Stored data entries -
· · · · · · ·

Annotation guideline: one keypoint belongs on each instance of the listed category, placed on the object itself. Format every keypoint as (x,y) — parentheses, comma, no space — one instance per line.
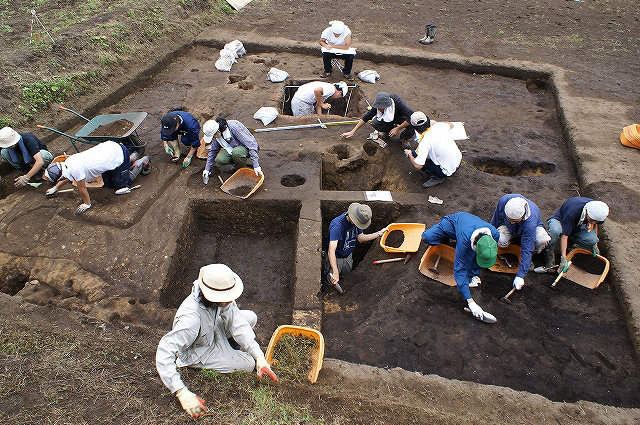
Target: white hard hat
(209,129)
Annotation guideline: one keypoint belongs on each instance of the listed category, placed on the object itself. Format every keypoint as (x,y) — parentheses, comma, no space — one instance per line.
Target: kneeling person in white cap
(344,231)
(202,328)
(230,142)
(108,159)
(517,217)
(577,218)
(437,153)
(312,97)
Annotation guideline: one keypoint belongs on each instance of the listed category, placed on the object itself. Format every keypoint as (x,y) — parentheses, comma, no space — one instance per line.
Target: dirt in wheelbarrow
(116,129)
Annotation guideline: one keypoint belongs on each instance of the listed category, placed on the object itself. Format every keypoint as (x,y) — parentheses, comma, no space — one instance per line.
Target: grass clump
(292,356)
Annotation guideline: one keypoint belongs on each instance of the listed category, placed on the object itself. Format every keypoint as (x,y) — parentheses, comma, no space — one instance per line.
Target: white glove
(518,282)
(475,310)
(191,403)
(82,208)
(49,193)
(21,181)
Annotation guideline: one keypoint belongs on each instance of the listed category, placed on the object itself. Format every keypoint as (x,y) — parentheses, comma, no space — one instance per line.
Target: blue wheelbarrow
(128,136)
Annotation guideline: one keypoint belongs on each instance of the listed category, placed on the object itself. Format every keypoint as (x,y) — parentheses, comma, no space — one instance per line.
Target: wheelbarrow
(128,137)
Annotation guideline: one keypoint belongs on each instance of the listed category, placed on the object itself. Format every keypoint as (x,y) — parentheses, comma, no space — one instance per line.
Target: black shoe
(433,181)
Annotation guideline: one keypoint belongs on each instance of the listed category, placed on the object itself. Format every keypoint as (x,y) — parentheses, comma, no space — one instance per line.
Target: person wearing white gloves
(517,217)
(108,159)
(205,326)
(231,142)
(476,248)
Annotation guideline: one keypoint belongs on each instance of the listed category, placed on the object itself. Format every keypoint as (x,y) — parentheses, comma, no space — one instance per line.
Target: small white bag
(277,75)
(369,76)
(266,114)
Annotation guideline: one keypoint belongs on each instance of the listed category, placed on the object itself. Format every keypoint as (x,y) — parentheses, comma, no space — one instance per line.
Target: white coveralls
(199,338)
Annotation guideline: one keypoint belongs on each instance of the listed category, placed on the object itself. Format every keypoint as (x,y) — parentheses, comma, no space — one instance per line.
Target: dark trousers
(348,62)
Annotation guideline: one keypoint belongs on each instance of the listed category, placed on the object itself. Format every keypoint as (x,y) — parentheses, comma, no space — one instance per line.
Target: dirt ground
(138,254)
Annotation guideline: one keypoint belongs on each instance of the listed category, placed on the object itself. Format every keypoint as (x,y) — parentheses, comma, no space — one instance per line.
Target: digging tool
(295,127)
(503,258)
(393,260)
(127,189)
(486,317)
(434,269)
(553,285)
(506,299)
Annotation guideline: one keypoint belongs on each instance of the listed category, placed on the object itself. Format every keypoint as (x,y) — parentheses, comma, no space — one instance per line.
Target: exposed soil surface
(130,260)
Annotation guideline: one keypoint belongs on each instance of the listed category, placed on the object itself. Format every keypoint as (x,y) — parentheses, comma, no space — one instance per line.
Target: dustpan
(97,182)
(512,254)
(317,354)
(445,265)
(242,183)
(412,236)
(583,277)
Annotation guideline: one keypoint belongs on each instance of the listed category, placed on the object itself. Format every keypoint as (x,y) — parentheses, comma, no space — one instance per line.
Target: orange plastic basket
(447,256)
(242,183)
(412,236)
(583,277)
(317,354)
(512,254)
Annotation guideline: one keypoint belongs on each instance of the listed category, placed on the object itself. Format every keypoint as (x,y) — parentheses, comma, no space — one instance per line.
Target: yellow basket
(412,236)
(317,354)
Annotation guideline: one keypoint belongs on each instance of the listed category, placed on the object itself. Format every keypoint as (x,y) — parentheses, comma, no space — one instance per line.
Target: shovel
(127,189)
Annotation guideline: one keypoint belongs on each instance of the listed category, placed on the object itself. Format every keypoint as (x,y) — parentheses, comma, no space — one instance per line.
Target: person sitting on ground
(25,152)
(476,248)
(337,36)
(517,217)
(230,142)
(577,218)
(344,231)
(108,159)
(210,332)
(184,125)
(389,115)
(437,153)
(312,97)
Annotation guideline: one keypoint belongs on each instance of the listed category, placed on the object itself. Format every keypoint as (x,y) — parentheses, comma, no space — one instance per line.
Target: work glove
(191,403)
(262,366)
(21,181)
(518,283)
(168,149)
(49,193)
(475,310)
(563,267)
(82,208)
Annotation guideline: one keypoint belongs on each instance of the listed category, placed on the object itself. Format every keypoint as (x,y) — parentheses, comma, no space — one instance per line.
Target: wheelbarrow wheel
(136,144)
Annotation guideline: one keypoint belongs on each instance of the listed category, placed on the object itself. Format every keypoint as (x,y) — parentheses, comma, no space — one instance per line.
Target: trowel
(126,189)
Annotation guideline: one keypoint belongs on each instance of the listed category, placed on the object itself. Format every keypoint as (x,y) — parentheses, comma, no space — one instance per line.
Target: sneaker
(433,181)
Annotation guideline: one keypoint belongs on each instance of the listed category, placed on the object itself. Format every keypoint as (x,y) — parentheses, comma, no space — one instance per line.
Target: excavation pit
(256,239)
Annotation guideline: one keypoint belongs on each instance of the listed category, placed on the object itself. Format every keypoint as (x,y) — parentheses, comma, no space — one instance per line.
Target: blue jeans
(581,237)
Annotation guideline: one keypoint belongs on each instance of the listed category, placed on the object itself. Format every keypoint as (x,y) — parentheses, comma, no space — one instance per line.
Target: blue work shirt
(188,130)
(345,233)
(526,229)
(460,226)
(569,215)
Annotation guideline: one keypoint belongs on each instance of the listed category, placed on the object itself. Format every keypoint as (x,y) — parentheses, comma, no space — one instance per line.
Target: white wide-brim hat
(219,284)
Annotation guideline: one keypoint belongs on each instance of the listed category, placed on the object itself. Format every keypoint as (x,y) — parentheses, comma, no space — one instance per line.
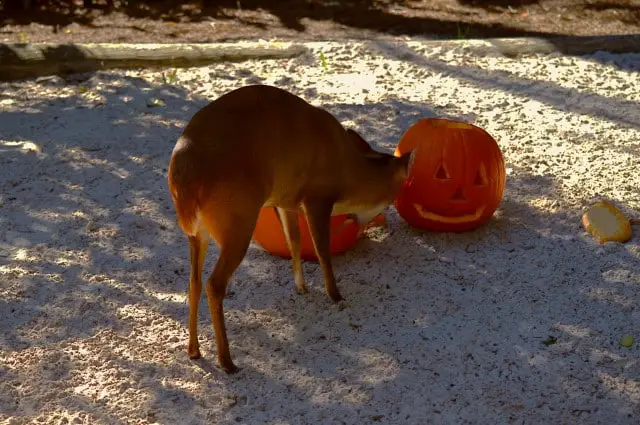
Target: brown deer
(260,146)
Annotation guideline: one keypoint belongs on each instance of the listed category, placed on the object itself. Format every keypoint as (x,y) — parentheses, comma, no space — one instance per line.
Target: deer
(261,146)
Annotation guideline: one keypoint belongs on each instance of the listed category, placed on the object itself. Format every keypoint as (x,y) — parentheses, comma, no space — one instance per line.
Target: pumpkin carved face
(345,232)
(457,177)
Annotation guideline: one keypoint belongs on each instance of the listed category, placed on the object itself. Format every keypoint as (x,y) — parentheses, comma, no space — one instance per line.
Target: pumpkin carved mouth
(444,219)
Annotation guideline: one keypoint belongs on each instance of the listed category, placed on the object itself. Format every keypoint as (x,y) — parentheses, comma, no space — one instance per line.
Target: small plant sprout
(323,61)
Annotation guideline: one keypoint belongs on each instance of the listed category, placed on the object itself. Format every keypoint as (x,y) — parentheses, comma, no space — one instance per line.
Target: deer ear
(361,144)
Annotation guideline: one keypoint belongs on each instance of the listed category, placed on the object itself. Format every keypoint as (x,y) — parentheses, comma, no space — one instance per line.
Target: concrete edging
(19,61)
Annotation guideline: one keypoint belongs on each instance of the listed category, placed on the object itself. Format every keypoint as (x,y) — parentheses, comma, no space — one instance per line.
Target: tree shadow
(616,110)
(367,15)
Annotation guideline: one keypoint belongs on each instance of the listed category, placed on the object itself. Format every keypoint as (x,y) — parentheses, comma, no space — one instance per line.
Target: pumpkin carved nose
(458,196)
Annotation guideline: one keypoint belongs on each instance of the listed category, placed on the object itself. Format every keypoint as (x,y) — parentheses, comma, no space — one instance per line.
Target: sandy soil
(437,328)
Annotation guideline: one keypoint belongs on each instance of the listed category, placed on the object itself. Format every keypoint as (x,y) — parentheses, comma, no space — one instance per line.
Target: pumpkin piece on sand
(607,223)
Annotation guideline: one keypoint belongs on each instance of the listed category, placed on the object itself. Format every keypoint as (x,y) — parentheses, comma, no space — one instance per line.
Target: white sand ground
(437,328)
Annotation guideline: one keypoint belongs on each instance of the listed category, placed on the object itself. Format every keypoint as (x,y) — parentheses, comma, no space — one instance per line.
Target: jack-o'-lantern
(457,177)
(345,232)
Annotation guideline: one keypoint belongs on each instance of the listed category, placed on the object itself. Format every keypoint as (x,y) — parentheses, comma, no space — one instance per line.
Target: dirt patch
(202,21)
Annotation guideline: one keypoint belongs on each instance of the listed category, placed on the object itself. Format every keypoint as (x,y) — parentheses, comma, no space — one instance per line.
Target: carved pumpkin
(345,232)
(456,179)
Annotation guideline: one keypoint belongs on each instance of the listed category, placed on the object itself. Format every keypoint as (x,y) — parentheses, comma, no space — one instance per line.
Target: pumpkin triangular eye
(481,177)
(442,174)
(458,195)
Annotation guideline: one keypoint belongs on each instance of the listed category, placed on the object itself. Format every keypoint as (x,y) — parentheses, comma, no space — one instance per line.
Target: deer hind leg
(232,228)
(198,246)
(289,220)
(319,218)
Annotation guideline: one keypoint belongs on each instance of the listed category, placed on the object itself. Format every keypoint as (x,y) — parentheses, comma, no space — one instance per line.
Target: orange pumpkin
(269,234)
(456,179)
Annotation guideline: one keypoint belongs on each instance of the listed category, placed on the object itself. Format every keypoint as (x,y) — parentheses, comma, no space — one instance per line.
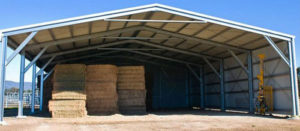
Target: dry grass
(171,120)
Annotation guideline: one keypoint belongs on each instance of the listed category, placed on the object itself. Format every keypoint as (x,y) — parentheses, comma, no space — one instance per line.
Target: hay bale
(68,85)
(132,109)
(68,113)
(67,108)
(131,85)
(101,73)
(101,89)
(131,89)
(69,72)
(68,95)
(128,94)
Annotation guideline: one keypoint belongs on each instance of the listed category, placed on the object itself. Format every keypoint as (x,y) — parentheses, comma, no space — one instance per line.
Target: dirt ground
(163,120)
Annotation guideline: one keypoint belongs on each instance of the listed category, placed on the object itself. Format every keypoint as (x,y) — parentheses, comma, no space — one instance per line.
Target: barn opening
(191,60)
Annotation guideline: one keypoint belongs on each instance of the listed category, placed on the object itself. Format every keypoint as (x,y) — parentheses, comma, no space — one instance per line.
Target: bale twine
(131,89)
(101,89)
(68,94)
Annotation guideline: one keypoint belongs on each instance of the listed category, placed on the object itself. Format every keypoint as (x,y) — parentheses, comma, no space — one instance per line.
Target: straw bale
(68,113)
(132,102)
(69,72)
(133,109)
(131,85)
(70,95)
(127,94)
(69,85)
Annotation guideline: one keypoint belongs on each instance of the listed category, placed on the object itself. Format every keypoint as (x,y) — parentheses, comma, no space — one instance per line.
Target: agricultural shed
(191,59)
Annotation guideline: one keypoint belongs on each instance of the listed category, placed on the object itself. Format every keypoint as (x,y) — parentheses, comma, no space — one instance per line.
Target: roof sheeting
(211,39)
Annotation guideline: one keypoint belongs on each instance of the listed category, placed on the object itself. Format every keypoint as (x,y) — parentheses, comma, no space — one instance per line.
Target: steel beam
(21,86)
(250,83)
(82,37)
(36,58)
(174,49)
(44,67)
(49,73)
(281,54)
(154,21)
(3,41)
(41,90)
(86,48)
(20,47)
(83,57)
(193,72)
(140,38)
(222,90)
(212,67)
(143,9)
(202,41)
(33,88)
(293,77)
(124,49)
(202,97)
(236,58)
(165,58)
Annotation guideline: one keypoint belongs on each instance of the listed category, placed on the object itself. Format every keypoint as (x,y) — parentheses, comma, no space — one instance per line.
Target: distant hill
(11,84)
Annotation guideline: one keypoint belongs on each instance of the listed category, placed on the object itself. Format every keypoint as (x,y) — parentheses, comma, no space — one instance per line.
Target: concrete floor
(161,120)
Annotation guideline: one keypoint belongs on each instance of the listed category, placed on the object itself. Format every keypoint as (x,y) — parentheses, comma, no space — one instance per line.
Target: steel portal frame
(33,29)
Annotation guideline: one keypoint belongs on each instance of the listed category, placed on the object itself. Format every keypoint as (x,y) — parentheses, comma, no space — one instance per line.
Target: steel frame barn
(219,53)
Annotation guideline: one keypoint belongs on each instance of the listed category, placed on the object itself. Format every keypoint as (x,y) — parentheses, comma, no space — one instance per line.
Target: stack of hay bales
(102,97)
(131,89)
(68,94)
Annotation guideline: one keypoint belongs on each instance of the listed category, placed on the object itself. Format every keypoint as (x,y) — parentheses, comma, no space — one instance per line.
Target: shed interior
(177,56)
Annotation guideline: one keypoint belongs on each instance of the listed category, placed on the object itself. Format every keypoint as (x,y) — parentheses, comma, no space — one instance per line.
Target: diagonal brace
(36,58)
(43,68)
(20,47)
(236,58)
(194,73)
(212,67)
(49,73)
(281,54)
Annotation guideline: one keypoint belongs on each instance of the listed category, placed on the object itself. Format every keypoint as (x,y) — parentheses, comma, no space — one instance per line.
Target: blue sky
(278,15)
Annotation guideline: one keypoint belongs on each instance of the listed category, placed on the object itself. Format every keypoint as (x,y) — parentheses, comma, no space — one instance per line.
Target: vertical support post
(187,94)
(293,77)
(41,90)
(160,86)
(3,42)
(33,88)
(202,87)
(222,91)
(21,85)
(250,82)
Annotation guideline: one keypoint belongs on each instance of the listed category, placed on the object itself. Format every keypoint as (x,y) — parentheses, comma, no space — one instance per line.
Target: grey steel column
(41,90)
(33,87)
(187,100)
(21,85)
(2,76)
(250,83)
(222,91)
(201,74)
(293,80)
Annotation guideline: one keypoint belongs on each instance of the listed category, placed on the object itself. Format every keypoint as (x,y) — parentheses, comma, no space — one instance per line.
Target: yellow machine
(265,93)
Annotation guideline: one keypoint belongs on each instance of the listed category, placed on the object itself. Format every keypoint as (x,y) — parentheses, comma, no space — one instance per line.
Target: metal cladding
(191,38)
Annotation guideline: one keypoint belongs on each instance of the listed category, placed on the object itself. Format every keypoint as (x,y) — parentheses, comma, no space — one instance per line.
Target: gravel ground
(168,120)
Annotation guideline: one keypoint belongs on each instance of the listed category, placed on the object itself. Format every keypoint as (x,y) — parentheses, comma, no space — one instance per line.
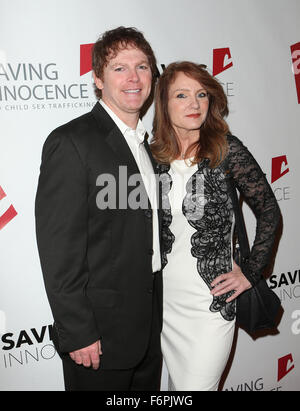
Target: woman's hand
(233,281)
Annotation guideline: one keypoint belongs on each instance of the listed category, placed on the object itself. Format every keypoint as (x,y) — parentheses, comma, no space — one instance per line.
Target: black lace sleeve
(253,185)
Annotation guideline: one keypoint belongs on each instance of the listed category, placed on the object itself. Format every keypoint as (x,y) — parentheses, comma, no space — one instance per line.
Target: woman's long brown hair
(212,143)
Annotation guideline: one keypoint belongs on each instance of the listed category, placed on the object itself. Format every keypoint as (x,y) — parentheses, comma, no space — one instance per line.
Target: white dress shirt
(135,141)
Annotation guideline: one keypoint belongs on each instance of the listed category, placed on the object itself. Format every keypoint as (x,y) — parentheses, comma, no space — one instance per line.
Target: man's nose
(133,76)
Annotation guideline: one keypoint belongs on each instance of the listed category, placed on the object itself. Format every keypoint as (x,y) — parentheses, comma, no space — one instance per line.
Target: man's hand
(88,356)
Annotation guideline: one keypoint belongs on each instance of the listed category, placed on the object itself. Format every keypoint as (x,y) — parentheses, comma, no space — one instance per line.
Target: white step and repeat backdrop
(253,48)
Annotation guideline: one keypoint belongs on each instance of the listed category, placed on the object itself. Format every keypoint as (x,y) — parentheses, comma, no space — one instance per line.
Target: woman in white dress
(194,149)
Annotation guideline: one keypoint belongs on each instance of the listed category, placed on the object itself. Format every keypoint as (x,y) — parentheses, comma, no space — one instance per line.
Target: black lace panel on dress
(212,240)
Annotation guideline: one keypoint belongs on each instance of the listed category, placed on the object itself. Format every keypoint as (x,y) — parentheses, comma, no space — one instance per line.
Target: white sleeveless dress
(196,342)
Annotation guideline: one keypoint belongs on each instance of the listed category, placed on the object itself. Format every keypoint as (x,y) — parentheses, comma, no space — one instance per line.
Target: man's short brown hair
(112,41)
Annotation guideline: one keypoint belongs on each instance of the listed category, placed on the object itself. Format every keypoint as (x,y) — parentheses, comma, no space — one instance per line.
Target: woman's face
(188,104)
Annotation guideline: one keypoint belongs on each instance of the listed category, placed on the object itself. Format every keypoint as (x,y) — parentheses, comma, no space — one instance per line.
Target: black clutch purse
(258,307)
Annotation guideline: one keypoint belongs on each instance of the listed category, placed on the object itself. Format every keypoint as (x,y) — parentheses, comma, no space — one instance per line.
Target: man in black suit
(98,233)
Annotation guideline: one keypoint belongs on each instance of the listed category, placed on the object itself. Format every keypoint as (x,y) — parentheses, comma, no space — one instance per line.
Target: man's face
(126,82)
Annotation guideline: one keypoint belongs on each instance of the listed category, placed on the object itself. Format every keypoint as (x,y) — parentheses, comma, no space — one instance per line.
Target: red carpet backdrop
(251,46)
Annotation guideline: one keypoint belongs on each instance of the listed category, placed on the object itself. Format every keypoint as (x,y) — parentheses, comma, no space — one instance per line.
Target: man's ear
(98,81)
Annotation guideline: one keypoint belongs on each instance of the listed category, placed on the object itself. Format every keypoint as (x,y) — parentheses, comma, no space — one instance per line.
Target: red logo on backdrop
(221,60)
(295,50)
(285,366)
(279,168)
(9,214)
(86,58)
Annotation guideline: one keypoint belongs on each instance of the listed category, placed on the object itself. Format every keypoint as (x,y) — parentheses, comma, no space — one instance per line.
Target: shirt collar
(124,128)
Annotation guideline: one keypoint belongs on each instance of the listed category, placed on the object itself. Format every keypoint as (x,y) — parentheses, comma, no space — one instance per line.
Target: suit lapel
(115,139)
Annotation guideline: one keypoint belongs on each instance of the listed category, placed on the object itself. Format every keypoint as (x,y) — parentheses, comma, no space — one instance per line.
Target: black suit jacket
(97,264)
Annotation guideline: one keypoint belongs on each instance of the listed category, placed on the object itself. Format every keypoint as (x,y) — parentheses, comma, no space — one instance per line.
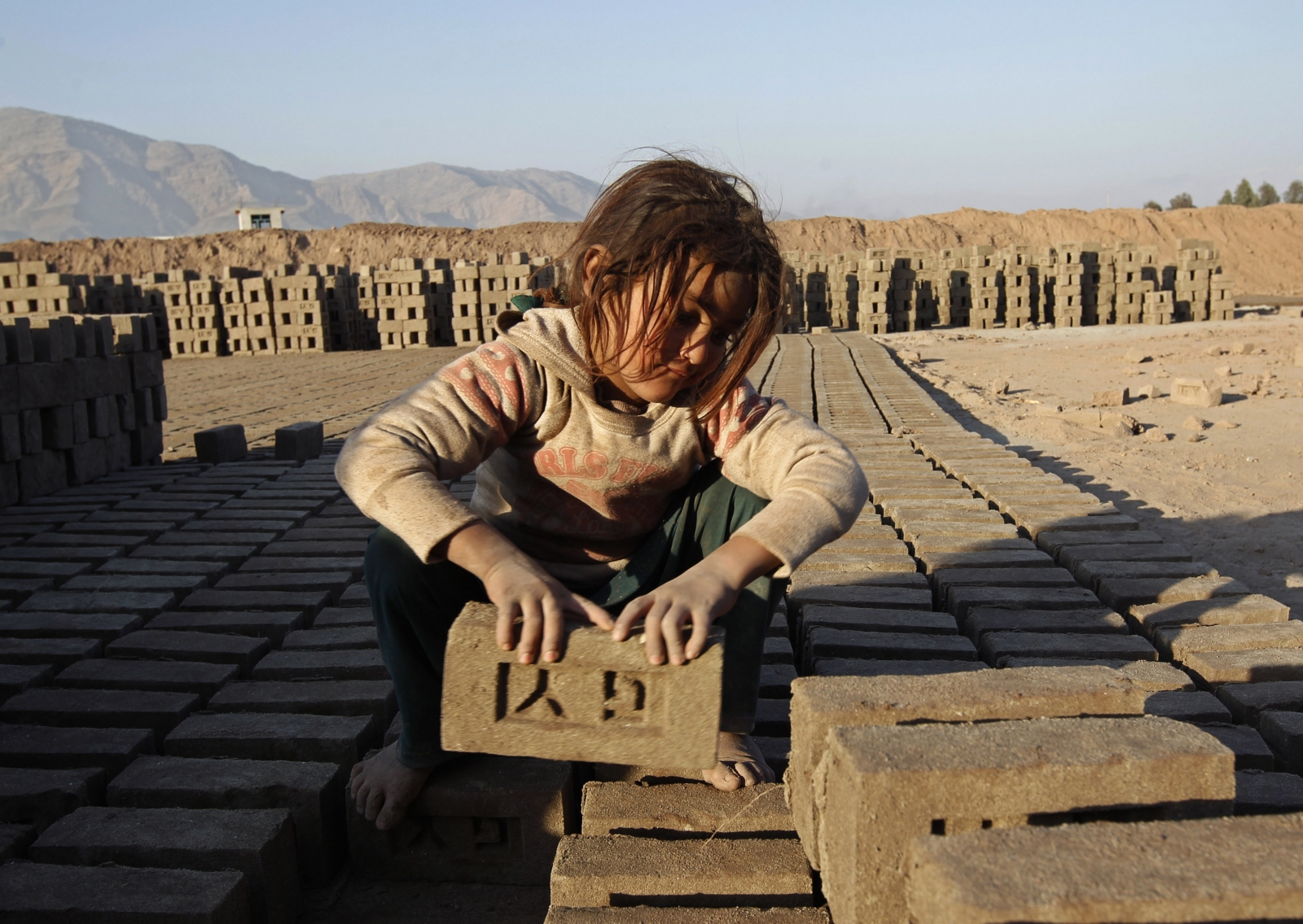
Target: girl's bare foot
(382,787)
(740,764)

· · · · · · ·

Locate every line in the items above that contains the string "grass", and copy each of those lines.

Target: grass clump
Target: dry grass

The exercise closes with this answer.